Text under study -

********

After starting up an operating point and before each measurement, a stable cell condition considering OCV, temperature distribution within the ceramic cell holder as well as outlet gas composition was waited for. Depending on the gas composition, this stabilization period could last up to 1 h. For each operating point, a detailed electrochemical analysis was conducted by means of current-voltage curves as well as EIS analyses at OCV and several load levels. Cell characteristics were compared at 300 mA/cm2 electric load. Temperatures on the anode side within the ceramic cell holder were measured at OCV, full-load and intermediate load after a stabilization period. Equilibrium calculations for each operating point were conducted using the Gibbs energy minimization method, thus helping to interpret changes in cell characteristics. Changes in the cell performance were analyzed by comparing following parameters with each other:

  1. 1.

    The LHV representing the energy content of the fuel gas.

  2. 2.

    The OCV as electric potential difference between anode and cathode at zero load for a defined gas mixture. Especially for wet gas mixtures resulting in low activation polarization and a linear current-voltage correlation in the low load range, the OCV represents the performance potential of the cell for a specific fuel gas mixture [21]. Considering a simultaneous electrochemical oxidation of H2 and CO according to Eq. (6), the OCV can be described by the Nernst equation (see Eq. (7)) using following parameters: F as the Faraday Constant; Rm as molar gas constant; nel as the number of electrons used for the H2 and CO oxidation reaction (nel = 4); ΔRGm0 as the molar standard Gibbs enthalpy of reaction as well as γsti as the stoichiometric coefficients of the reactants and products of Eq. (6); pi as the partial pressure of H2, CO, H2O and CO2 on the anode side and O2 on the cathode side as well as p0 as the standard pressure. The direct electrochemical oxidation of CH4 plays a minor role compared with the CO and H2 oxidation according to [10]. Therefore, it is neglected in the Nernst equation (see Eq. (7)).

********

Stored records
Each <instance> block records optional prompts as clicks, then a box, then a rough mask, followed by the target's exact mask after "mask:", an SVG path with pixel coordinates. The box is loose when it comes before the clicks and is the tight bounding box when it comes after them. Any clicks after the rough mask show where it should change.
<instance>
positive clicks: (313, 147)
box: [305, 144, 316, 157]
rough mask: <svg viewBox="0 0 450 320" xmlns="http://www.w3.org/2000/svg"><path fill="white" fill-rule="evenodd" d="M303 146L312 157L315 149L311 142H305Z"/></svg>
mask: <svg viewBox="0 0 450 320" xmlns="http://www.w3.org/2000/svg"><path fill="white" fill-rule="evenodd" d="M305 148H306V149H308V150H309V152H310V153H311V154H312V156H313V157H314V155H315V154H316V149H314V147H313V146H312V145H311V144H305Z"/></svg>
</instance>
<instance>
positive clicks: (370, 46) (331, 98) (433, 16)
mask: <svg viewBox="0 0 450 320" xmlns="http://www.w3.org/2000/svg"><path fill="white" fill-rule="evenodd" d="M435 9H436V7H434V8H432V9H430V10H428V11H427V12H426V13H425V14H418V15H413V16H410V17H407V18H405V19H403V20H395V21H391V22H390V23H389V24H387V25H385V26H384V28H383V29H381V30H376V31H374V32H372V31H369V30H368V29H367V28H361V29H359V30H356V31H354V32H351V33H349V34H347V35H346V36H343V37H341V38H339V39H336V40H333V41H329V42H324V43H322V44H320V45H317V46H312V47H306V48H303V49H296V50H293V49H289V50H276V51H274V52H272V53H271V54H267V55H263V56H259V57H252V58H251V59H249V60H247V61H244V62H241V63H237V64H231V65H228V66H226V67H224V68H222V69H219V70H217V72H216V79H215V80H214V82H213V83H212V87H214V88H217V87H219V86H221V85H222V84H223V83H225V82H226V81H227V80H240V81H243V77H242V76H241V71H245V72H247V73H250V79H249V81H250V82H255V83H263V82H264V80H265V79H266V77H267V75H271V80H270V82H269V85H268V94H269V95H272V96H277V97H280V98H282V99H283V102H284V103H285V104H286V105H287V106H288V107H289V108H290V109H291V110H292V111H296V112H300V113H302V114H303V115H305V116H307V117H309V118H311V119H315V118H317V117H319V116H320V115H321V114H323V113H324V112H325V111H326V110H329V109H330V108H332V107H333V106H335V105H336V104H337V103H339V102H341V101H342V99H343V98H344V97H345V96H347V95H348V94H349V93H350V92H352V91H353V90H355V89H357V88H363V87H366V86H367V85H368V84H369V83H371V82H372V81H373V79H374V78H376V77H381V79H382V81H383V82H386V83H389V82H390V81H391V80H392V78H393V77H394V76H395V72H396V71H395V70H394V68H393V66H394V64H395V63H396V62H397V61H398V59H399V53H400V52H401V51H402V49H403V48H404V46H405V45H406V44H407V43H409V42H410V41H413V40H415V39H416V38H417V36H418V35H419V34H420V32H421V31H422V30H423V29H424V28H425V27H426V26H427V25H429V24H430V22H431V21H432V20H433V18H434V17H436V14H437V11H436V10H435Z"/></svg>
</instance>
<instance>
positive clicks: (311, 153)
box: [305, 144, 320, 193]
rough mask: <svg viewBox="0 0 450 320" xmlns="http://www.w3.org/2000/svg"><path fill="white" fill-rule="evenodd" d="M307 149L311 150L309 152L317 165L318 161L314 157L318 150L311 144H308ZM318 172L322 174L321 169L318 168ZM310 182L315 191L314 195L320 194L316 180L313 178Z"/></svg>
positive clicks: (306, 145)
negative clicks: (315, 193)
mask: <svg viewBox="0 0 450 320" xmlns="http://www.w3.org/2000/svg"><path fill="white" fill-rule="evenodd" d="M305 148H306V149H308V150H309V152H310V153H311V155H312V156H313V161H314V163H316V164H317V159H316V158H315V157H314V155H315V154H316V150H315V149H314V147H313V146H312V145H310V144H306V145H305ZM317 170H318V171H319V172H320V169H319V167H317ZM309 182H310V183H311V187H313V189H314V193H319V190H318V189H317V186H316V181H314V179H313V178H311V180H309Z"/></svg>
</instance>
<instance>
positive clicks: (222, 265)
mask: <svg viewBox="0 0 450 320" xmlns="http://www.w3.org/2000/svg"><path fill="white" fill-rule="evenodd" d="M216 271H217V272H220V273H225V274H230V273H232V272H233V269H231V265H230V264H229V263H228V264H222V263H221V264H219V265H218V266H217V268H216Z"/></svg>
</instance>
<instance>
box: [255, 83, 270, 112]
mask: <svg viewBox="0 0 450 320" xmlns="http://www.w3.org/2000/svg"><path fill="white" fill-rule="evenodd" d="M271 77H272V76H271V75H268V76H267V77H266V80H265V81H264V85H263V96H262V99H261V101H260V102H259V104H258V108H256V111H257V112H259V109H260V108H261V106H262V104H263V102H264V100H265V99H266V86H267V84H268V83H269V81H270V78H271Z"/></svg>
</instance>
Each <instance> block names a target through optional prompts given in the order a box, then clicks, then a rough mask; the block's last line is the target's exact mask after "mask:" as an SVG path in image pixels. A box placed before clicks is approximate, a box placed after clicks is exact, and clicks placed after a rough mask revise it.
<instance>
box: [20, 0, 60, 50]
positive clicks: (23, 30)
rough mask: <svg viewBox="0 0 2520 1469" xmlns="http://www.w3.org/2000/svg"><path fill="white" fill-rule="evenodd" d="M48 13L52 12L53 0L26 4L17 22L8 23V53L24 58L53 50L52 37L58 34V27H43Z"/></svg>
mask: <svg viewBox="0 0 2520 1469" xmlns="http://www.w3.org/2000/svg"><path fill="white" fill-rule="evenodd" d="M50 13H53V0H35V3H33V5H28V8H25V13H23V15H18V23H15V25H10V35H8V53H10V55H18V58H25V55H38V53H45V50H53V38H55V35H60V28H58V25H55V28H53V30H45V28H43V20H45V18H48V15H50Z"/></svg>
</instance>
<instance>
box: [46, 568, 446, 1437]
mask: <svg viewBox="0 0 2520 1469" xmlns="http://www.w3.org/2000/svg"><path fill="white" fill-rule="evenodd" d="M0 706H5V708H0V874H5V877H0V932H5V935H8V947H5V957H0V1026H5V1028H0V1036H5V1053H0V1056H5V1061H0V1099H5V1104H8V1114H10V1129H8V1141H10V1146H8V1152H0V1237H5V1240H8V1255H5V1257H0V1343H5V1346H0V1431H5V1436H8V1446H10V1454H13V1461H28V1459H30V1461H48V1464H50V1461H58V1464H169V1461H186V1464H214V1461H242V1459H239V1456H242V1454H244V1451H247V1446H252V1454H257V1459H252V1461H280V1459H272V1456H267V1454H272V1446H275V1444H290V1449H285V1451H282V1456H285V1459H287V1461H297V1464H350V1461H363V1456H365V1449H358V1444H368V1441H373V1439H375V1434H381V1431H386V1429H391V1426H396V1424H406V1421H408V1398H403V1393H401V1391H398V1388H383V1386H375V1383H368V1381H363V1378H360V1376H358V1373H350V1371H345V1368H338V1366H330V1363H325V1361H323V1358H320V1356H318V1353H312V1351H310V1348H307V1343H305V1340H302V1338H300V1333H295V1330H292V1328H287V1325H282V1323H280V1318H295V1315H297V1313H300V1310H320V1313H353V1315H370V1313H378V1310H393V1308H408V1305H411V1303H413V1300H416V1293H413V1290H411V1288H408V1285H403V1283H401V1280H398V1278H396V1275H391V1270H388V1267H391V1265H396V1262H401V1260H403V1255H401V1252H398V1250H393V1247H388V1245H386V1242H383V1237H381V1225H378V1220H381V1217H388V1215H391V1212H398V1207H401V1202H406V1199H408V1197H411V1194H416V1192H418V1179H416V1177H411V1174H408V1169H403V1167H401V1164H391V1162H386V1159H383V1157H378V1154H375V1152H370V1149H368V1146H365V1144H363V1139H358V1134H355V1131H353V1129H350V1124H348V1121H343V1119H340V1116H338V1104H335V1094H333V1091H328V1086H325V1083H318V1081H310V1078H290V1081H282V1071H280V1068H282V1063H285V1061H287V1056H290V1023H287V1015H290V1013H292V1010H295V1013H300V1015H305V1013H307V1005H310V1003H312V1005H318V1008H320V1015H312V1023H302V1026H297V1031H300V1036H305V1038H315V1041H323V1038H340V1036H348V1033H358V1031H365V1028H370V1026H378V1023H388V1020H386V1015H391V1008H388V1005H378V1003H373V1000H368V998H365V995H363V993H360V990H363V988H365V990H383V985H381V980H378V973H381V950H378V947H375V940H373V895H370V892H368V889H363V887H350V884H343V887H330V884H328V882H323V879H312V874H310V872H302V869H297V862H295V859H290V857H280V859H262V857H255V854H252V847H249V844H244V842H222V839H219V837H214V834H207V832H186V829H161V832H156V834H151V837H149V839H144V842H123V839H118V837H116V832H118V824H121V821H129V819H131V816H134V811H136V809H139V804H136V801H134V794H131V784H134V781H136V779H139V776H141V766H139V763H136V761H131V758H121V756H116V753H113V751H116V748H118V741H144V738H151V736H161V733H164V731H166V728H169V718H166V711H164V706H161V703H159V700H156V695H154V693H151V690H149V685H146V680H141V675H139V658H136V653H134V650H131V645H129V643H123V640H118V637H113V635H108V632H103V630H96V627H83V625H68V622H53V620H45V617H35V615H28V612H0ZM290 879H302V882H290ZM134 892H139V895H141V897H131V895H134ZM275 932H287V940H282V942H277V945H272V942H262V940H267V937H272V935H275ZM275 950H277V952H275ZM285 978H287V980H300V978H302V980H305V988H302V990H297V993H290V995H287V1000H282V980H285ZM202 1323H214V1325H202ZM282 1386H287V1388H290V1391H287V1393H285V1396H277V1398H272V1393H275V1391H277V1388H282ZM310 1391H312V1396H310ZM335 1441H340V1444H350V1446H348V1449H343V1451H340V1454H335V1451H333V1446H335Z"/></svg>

********

Work instructions -
A) Copy the stored records word for word, starting at their first line and ending with the line containing "box: [305, 144, 316, 157]".
B) Continue the passage on cell performance testing with fuel gas mixtures from the point where it stops.

Results for the exercise -
A)
Each <instance> block records optional prompts as clicks, then a box, then a rough mask, followed by the target's exact mask after "mask:", an SVG path with pixel coordinates. The box is loose when it comes before the clicks and is the tight bounding box when it comes after them. Any clicks after the rough mask show where it should change.
<instance>
positive clicks: (313, 147)
box: [305, 144, 316, 157]

B)
$$ {\displaystyle \begin{array}{c}{H}_2+ CO+{O}_2\Rightarrow {H}_2O+C{O}_2\\ {}{\varDelta}_R{H_m}^0=-525 kJ/ mol\end{array}} $$
(6)
$$ \mathrm{OCV}=\frac{-{\Delta }_{\mathrm{R}}{G_{\mathrm{m}}}^0}{F\ {n}_{\mathrm{el}}}-\frac{R_{\mathrm{m}}\ T}{F\ {n}_{\mathrm{el}}}\ln \prod \limits_{\mathrm{i}}{\left(\frac{p_{\mathrm{i}}}{p_0}\right)}^{{\gamma^{\mathrm{st}}}_i} $$
(7)
  1. 3.

    The cell voltage response U to a current density i of 300 mA/cm2 as an indicator for the electrical power output. It can be described according to Eq. (8) and Fig. 4a as the OCV minus the sum of voltage losses ΔUloss from ohmic and polarization resistance of the cell RΩ and RPol, respectively.

Fig. 4
figure 4

EIS spectrum representing cell resistances and the impact of these resistances on a current-voltage curve [21]

$$ U=\mathrm{OCV}-{\Delta U}_{\mathrm{loss}}=\mathrm{OCV}-i\ A\ \left({R}_{\Omega}+{R}_{\mathrm{Pol}}\right) $$
(8)

Polarization losses are defined as the sum of losses related to reaction activation (activation polarization) and mass transport limitations (concentration polarization) as shown in Fig. 4b.

  1. 4.

    The area specific resistance (ASR) at a current density i of 300 mA/cm2 representing the sum of all losses within the cell according to Eq. (9), therefore representing the slope of a linear current-voltage curve.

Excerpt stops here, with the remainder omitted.